* begin *
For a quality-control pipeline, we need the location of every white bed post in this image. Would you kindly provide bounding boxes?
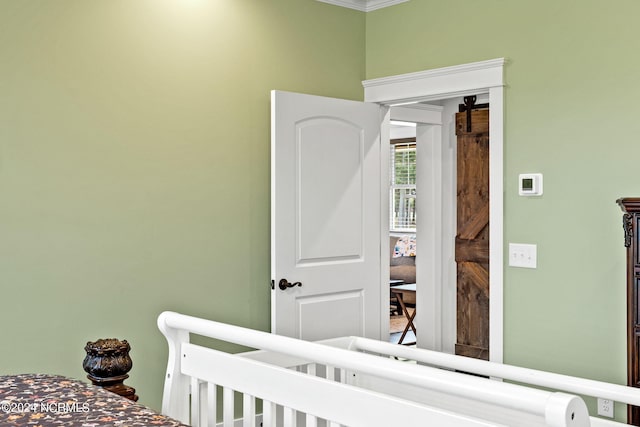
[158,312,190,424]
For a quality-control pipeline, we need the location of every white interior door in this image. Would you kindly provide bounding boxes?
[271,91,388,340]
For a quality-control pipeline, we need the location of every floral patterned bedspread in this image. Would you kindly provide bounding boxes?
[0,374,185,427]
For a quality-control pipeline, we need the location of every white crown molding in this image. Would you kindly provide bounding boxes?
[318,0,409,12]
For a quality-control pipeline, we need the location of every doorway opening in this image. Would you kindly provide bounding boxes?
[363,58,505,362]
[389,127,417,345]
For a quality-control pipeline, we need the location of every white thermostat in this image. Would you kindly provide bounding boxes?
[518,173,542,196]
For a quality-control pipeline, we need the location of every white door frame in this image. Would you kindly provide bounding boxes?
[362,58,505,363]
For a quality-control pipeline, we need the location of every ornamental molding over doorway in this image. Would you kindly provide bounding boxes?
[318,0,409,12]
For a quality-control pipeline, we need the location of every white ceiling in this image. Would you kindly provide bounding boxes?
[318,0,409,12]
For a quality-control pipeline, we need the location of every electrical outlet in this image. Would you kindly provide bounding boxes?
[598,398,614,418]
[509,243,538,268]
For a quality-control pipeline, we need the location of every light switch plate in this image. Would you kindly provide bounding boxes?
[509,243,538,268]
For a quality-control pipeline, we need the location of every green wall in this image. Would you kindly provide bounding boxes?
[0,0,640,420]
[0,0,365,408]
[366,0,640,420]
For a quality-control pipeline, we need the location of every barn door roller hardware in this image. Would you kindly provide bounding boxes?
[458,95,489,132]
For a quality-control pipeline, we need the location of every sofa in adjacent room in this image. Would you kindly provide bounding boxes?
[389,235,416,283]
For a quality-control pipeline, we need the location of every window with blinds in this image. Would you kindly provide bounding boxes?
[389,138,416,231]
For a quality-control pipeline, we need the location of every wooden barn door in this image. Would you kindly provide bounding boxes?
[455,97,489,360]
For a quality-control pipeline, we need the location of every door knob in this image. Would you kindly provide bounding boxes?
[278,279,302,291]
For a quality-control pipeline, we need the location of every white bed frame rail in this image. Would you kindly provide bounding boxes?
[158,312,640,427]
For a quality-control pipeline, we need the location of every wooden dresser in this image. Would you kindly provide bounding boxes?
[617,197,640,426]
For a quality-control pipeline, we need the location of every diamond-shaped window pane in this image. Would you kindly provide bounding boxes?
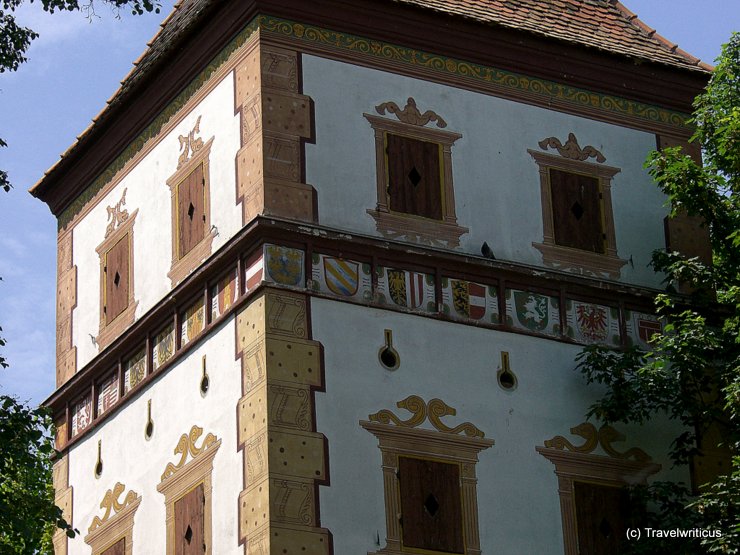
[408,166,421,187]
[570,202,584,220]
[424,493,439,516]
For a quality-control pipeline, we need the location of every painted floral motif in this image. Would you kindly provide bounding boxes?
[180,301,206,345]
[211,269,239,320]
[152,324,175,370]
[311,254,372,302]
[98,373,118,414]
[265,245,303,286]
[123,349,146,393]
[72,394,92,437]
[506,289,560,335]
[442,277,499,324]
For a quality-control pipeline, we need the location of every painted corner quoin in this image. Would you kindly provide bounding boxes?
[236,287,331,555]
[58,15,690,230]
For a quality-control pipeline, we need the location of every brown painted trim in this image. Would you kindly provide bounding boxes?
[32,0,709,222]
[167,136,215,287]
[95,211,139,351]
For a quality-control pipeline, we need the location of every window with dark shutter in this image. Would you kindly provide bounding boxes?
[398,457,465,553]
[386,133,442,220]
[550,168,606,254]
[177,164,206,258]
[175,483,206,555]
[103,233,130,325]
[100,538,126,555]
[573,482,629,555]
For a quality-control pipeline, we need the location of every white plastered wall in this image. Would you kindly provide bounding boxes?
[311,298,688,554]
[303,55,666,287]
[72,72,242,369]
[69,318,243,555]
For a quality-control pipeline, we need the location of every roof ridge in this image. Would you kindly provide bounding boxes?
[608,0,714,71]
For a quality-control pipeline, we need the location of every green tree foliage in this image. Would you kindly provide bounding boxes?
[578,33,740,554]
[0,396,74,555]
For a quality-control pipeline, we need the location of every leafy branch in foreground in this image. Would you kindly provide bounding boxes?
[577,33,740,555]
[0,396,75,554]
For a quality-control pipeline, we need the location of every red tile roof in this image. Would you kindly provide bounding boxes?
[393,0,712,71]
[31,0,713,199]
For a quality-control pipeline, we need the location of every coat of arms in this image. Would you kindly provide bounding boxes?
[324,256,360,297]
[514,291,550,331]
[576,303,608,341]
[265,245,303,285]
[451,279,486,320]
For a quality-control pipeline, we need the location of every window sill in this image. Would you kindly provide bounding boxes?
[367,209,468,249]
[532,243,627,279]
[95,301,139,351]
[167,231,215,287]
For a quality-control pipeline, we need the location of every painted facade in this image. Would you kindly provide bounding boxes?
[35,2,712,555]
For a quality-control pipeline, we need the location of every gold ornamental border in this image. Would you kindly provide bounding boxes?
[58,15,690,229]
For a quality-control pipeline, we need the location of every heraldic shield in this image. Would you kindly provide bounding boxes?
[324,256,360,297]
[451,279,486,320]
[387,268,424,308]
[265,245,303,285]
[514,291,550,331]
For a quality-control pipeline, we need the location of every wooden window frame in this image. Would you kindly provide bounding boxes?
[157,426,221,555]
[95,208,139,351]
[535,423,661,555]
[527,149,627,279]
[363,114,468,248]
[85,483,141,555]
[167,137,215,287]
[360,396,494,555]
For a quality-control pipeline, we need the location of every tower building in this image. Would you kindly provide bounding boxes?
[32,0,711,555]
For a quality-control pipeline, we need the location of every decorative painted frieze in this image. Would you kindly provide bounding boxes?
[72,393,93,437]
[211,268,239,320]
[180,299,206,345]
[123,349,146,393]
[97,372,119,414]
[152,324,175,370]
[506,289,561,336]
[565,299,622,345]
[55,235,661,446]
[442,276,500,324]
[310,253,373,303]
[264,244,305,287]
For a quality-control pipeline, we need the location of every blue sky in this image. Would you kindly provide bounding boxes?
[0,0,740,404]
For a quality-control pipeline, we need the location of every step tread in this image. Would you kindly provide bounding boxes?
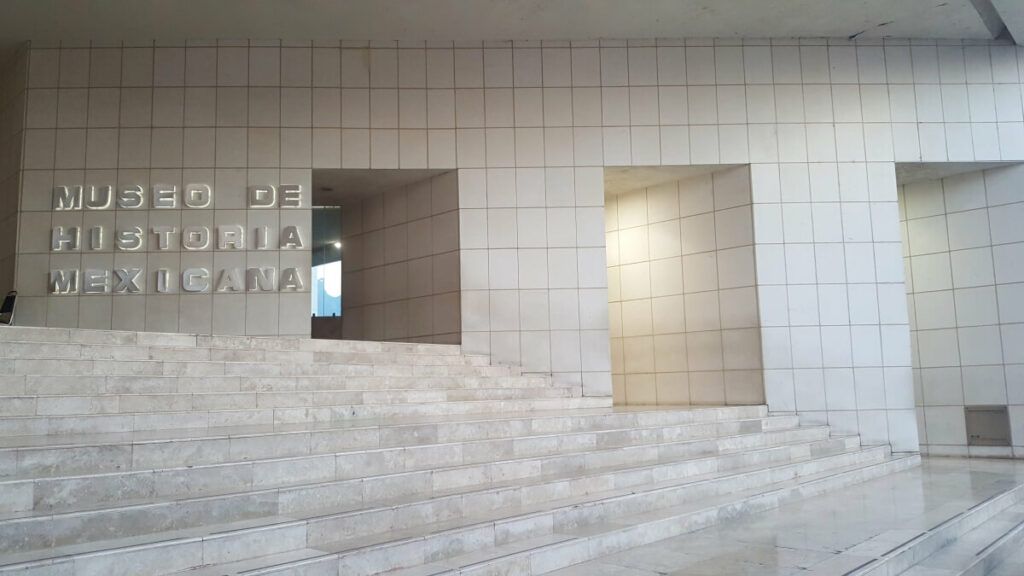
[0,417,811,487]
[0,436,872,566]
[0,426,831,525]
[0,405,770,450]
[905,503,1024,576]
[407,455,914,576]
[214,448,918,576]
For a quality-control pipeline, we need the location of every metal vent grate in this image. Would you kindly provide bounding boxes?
* end *
◆ TASK INSTRUCTIONS
Extract every line above verbatim, from the first to the last, and omit the pictures from your answer.

◆ REPLY TO THE TASK
For a quality-control pipeline, we need the location of every white bed post in this image. Would you kindly provide bounding boxes?
[158,312,190,424]
For a quality-control pipeline, we need the location of every white interior door in this image. Would you kindly provide bounding boxes?
[271,91,388,340]
For a quality-control pipeline, we need the location of every floral patterned bedspread in this image. Would you kindly provide bounding boxes?
[0,374,185,427]
For a quality-control pipeline, we need the location of every white crown molding in this image. Would you kindly provide bounding boxes?
[318,0,409,12]
For a quality-control pipeline, we need the location of every doorway opening in this image. Would you kindly provide bounding boxes?
[363,58,505,362]
[389,127,417,345]
For a quality-control pipeline, we need the location of every white thermostat in this image. Would you kindly provide bounding boxes?
[518,173,542,196]
For a quality-control pipeline, we need the location of every white door frame in this image. Would you kindly provide bounding boxes?
[362,58,505,363]
For a quality-control pipeline, we need the location of every ornamental molding over doorway in this image. Would you kindly provide bounding boxes?
[318,0,409,12]
For a quality-control pipeline, we need the location of every white ceiling in this image. Would you kindly provide bounding boxes?
[318,0,409,12]
For a quality-control pipeline, we need the location of every electrical outlet in this image. Would you kindly provide bounding boxes?
[598,398,614,418]
[509,243,538,268]
For a quality-control pipeline, we need the location of every light switch plate in this image. Would you kindly provide bounding boxes?
[509,243,538,268]
For a quality-control pipeline, we need the location of every green wall in this image. Would you kindly provide bounding boxes?
[0,0,640,420]
[0,0,365,408]
[366,0,640,420]
For a quality-control pipeline, we need the location of every barn door roller hardware in this image. Would you kindly provide bounding boxes?
[458,95,489,132]
For a quality-control pipeline, we need the location of every sofa in adjacent room in this image. Would you kindly provide bounding boxes?
[389,235,416,283]
For a quality-control pipeline, we need the location of every window with blinds in this image. Would you kindly provide bounding boxes?
[389,138,416,231]
For a quality-control pipeline, we need the location of every wooden barn door in this image. Would you kindly provide bounding boxes?
[455,97,489,360]
For a quality-control pipeline, we need the location of every door knob in this image. Would you kindly provide bounding boxes?
[278,279,302,291]
For a quality-control pipeline, we need the location of every white bed frame rail in this image. Would you kindly provide bounding boxes?
[158,312,640,427]
For a quality-control pipeline, we need the location of every wooden dresser in this image. Would you kindly provide bounding boxes?
[617,197,640,426]
For a quality-control pipeline, we need the location of every diamond-shaped window pane in this image. Would you kindly provide bounding boxes?
[408,166,421,187]
[570,202,584,220]
[424,493,439,516]
For a quality-control pipeline, we need the location of every painted floral motif in this image. Would you kindly provide bounding boxes?
[180,301,206,345]
[211,269,239,320]
[152,324,175,370]
[311,254,372,302]
[98,373,118,414]
[265,245,303,286]
[123,349,146,393]
[72,394,92,437]
[506,289,560,335]
[442,277,499,324]
For a quality-control pipeline, we need the location of every painted corner quoin in this image. Would you kindly provide bounding boxes?
[236,287,331,555]
[58,15,690,230]
For a quality-control pipeline, we need the location of every brown painted trim in this image. Would you kindly provide bounding boxes?
[32,0,709,222]
[167,136,215,287]
[95,211,139,351]
For a quality-control pipeline, we need the location of every window with dark shutter in this image. Would you kindly provide bounding boxes?
[398,457,465,553]
[386,133,442,220]
[550,168,606,254]
[177,164,206,258]
[175,483,206,555]
[103,233,130,325]
[100,538,126,555]
[573,482,629,555]
For a quality-control pipeline, we need the location of every white plastered wall in this image. Would you kindly provide bounding boxes?
[311,298,688,554]
[303,55,666,287]
[72,72,242,369]
[69,318,243,555]
For a quality-control pipeline, we need the location of every roof ridge in this image. Would you kindly provide bounding boxes?
[608,0,714,71]
For a quality-control pipeline, we need the location of every green tree foliage in this image. Would you kindly provide bounding boxes?
[578,33,740,554]
[0,396,74,555]
For a quality-control pipeline, we need the location of every leafy branch in foreground in this image. Would you kindly provide bounding boxes?
[577,33,740,555]
[0,396,75,554]
For a quality-control pipeline, we need the location of every red tile roof in this image. Would you kindly provide bounding boxes?
[393,0,712,71]
[31,0,713,199]
For a quality-control pipeline, we need the location of every coat of arms in this image. Would you kindly provide bounding boxes?
[324,256,360,297]
[514,291,550,331]
[576,303,608,341]
[265,245,303,285]
[451,279,486,320]
For a quality-control pipeline, we need the location of every window sill in this image. Would you kindly provide bounding boxes?
[367,209,468,249]
[532,243,627,279]
[95,301,139,351]
[167,231,215,287]
For a quality-control pipeline, we need the location of every painted facade in this image. Would you kindly provide bounding boxes?
[35,2,712,555]
For a quality-control pipeline, we need the location of every gold ornamental border in this image. Would you kindly provide bounding boxes?
[58,15,690,229]
For a quality-control pipeline, we need the location of every heraldic shield in this image. Would you kindly provide bounding boxes?
[324,256,360,297]
[451,279,486,320]
[387,268,424,308]
[265,245,303,285]
[514,291,550,331]
For a quality-control pipeline, we need the location of every wooden window frame in this image. Would you kindly provide bounding boxes?
[157,426,221,555]
[95,208,139,351]
[535,423,661,555]
[527,149,627,279]
[363,114,468,248]
[85,483,141,555]
[167,137,215,287]
[360,396,494,555]
For a quality-control pipeline, we need the location of every tower building in this image. Would you kindly provide bounding boxes?
[32,0,711,555]
For a quality-control pipeline, we need the location of every decorative painted frieze in this image. Would you kindly provide bounding boxes?
[72,393,93,437]
[211,268,239,320]
[180,299,206,345]
[123,349,146,393]
[97,372,119,414]
[152,324,175,370]
[506,289,561,336]
[565,299,622,345]
[55,235,661,446]
[442,276,500,324]
[310,253,373,303]
[264,244,305,287]
For a quality-control pipeline, we need the location of every blue sky in this image. Would you kindly provide bounding boxes?
[0,0,740,404]
For a quality-control pipeline, we need the location of every step tread in this image. Would you kindly provide bounding boxes?
[0,417,811,487]
[0,436,872,566]
[0,426,831,525]
[0,405,770,450]
[905,503,1024,576]
[407,455,914,576]
[214,448,918,576]
For a quality-control pipeline, we need the location of every metal vent grate in this image. Would you kindly provide bounding boxes?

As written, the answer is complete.